— Exercise directions —
Output the line containing "If you would be willing to indicate the dry stone", then every remaining line of the entries below, exactly as written and with no other text.

____

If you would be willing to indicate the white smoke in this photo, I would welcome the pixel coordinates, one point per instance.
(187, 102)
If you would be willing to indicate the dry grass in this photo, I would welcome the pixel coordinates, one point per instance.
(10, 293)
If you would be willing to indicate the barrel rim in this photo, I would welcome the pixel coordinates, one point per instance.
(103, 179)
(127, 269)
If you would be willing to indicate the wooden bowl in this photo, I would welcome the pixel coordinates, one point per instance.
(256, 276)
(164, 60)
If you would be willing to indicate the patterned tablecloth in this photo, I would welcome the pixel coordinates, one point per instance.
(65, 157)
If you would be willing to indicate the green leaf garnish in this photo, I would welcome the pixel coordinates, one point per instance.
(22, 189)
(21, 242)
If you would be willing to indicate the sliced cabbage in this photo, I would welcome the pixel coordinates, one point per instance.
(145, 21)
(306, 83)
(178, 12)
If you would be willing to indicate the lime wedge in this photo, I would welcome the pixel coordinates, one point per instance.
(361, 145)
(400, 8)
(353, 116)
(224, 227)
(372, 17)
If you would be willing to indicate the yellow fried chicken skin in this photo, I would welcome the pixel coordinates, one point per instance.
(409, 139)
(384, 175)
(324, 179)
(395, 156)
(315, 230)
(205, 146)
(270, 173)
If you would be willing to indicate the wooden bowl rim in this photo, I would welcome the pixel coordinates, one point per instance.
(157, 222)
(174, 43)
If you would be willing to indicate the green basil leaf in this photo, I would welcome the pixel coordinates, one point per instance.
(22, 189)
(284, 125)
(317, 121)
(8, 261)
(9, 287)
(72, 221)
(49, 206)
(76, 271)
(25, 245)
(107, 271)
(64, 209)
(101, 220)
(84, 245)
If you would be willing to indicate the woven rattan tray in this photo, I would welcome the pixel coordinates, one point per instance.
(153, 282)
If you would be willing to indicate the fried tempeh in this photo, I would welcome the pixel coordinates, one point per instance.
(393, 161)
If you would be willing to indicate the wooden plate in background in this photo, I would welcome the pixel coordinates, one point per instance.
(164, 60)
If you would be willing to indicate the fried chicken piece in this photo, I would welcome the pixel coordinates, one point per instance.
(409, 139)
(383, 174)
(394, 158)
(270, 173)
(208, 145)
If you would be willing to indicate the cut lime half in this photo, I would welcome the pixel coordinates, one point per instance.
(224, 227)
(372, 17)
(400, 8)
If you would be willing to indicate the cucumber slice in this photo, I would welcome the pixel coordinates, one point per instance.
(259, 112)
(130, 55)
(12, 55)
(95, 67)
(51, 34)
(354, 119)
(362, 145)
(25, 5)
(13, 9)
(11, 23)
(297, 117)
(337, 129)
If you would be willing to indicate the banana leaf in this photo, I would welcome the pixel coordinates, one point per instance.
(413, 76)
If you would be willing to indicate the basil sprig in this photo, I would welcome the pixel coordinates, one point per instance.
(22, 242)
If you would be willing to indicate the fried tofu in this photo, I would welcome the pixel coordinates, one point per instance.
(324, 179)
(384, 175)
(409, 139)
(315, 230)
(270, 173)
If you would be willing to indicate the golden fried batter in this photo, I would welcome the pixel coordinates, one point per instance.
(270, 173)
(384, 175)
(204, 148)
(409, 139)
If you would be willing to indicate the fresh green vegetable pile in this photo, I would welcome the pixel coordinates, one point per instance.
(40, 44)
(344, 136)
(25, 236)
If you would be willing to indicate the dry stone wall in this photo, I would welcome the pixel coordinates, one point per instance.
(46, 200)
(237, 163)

____

— Solution to the exercise —
If you would be willing to indicate the dry stone wall in this photo, I would welcome the pixel coordinates, one point per instance.
(46, 200)
(237, 163)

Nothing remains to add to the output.